:: DATA ROWS ::
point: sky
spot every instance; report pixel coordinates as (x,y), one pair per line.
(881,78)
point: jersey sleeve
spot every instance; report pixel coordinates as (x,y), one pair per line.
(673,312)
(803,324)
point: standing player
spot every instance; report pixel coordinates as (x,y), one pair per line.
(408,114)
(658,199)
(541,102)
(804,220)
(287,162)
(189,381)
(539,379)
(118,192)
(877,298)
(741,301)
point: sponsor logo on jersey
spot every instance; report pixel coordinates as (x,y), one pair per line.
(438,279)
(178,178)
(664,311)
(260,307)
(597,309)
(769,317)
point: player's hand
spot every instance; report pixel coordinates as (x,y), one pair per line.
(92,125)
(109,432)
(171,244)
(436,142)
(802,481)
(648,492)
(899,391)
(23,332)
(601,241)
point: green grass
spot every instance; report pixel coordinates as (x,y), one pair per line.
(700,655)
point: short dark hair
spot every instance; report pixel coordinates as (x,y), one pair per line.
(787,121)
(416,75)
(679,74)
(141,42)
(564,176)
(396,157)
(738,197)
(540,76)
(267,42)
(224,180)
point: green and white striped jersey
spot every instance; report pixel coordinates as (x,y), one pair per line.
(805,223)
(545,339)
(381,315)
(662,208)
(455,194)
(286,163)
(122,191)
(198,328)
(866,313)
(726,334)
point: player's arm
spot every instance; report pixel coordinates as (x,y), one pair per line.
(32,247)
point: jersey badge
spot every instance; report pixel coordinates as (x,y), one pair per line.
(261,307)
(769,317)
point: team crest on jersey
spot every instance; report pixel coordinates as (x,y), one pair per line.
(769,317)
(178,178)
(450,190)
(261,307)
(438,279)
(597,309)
---
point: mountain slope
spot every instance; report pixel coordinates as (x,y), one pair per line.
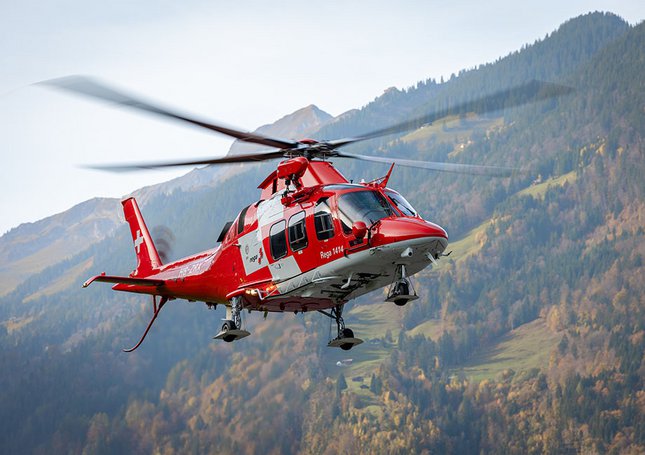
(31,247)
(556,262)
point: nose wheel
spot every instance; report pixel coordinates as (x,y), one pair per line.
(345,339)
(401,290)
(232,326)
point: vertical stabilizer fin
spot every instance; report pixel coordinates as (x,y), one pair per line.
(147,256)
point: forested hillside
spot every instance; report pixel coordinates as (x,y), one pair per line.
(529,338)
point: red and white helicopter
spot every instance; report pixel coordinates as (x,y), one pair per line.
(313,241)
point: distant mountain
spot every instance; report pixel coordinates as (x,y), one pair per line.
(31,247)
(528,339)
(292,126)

:: REQUIRED TASK ::
Count the lines in the records above that contain the word "white", and give only that number.

:: EXPECTED ANSWER ::
2